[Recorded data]
□ □ □

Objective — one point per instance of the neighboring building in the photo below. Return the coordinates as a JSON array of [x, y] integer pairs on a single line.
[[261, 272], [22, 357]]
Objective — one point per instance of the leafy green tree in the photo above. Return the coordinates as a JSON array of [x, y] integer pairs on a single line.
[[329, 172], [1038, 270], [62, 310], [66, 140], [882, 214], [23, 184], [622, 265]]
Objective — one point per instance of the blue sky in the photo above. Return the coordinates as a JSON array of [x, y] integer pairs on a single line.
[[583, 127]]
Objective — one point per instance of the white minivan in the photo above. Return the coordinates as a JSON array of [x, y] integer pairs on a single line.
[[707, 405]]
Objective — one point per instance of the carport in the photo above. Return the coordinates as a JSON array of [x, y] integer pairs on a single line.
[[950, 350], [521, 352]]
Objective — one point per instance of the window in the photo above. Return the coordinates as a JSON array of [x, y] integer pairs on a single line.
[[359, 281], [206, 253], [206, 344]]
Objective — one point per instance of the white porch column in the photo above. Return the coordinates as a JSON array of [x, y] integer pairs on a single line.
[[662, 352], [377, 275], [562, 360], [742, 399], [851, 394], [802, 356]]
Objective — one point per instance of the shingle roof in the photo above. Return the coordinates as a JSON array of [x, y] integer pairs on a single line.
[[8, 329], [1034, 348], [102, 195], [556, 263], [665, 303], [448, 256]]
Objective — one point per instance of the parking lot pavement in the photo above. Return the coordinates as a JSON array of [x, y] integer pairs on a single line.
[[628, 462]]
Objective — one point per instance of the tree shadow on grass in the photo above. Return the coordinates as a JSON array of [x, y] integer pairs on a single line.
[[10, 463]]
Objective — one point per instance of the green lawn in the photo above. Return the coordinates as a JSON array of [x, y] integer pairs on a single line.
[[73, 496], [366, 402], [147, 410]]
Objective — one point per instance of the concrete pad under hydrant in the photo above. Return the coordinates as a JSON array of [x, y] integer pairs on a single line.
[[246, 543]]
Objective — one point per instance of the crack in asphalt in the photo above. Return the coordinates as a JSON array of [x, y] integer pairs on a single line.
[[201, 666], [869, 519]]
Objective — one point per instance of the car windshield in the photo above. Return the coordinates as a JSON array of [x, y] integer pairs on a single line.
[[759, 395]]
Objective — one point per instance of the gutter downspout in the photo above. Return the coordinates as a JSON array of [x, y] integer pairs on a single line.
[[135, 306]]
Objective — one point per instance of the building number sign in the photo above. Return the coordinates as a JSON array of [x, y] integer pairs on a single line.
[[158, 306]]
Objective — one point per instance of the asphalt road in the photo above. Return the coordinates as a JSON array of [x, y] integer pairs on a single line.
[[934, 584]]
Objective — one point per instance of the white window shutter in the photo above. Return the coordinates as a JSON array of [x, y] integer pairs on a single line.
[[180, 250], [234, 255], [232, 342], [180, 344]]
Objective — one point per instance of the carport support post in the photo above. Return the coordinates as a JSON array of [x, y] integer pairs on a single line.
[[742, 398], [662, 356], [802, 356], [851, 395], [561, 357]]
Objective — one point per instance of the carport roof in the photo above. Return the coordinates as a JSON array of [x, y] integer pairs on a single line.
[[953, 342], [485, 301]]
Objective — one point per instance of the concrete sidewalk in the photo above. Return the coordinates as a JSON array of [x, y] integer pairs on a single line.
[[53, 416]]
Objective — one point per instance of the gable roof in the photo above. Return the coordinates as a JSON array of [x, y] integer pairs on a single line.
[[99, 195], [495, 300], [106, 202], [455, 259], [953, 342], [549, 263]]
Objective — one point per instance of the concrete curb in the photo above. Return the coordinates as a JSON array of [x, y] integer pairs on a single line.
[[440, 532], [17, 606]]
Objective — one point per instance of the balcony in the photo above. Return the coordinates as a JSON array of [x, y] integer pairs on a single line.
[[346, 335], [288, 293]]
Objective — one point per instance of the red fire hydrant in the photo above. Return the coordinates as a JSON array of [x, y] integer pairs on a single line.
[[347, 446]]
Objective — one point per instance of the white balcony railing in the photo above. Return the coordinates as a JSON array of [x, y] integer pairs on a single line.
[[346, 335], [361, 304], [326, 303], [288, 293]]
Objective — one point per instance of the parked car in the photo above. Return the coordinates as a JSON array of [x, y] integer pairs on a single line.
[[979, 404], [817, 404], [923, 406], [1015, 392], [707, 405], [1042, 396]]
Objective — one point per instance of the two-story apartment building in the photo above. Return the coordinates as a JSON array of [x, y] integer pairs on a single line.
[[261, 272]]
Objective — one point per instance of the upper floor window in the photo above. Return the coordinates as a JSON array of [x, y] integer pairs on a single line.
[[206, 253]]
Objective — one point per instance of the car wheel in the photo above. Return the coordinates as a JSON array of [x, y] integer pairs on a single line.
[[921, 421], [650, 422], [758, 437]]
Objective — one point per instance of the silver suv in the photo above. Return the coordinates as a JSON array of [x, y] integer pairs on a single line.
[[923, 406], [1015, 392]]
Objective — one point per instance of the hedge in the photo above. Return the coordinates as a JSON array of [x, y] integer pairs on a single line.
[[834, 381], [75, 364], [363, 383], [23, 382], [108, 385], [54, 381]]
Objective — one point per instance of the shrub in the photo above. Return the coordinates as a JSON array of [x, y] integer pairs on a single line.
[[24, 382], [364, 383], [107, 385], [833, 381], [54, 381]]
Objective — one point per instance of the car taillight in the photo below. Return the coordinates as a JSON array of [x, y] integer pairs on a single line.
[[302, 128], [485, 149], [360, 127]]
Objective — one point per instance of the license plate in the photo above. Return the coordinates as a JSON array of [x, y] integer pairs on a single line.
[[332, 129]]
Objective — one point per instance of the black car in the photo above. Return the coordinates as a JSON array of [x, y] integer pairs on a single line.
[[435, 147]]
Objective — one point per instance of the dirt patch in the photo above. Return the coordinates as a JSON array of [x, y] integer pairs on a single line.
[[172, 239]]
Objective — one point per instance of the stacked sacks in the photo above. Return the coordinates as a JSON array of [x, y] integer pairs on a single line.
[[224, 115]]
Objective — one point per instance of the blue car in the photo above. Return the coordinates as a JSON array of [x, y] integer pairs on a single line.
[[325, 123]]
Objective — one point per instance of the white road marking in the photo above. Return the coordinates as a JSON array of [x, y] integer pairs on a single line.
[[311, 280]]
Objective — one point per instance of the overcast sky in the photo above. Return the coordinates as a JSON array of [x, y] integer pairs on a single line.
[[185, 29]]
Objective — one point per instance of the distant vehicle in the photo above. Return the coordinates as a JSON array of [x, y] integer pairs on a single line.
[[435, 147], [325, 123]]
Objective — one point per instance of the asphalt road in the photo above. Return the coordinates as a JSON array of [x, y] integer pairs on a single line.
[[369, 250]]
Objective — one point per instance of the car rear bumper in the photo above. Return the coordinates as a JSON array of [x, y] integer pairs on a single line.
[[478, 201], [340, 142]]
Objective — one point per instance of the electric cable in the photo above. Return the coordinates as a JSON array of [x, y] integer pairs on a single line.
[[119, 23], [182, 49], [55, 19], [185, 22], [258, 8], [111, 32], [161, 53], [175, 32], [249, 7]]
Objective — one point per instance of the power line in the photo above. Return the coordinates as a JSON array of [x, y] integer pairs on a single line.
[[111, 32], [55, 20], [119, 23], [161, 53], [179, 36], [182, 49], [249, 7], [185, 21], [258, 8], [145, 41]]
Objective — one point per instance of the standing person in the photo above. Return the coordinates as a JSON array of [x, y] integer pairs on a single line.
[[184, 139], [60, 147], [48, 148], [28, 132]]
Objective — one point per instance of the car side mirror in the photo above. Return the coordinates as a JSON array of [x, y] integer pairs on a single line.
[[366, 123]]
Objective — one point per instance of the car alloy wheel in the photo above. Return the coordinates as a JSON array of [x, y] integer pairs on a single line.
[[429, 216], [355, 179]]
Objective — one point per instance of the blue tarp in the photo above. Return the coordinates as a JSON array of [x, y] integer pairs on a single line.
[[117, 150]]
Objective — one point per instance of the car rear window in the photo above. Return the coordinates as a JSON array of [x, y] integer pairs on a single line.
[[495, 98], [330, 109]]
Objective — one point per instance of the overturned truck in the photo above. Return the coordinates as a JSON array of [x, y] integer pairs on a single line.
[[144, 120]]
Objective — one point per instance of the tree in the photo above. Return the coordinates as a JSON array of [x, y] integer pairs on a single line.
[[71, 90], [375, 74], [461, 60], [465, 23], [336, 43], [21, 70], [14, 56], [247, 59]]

□ □ □

Copy, exactly and with nothing added, the lines from the one containing "Objective — one point per instance of the blue tarp" through the end of the records.

◆ Written response ◆
Objective — one point per instance of the blue tarp in the photo above. Return the coordinates as a JSON array of [x, y] integer pairs on a single line.
[[117, 150]]
Objective — one point per instance of the car rear window in the photo above. Return the coordinates as a JSON array of [x, y] integer pairs on a single line.
[[495, 98], [330, 109]]
Objective — one point per instance of the overturned truck in the photo above. Return the coordinates as a JSON array of [x, y] integer pairs on a single line.
[[144, 120]]
Objective — one point per instance of the tree in the photo above. Return the coordinates as a JSON array of [x, y] integer pairs on a single line.
[[71, 90], [375, 74], [461, 60], [465, 23], [336, 43], [21, 70], [14, 56], [247, 59]]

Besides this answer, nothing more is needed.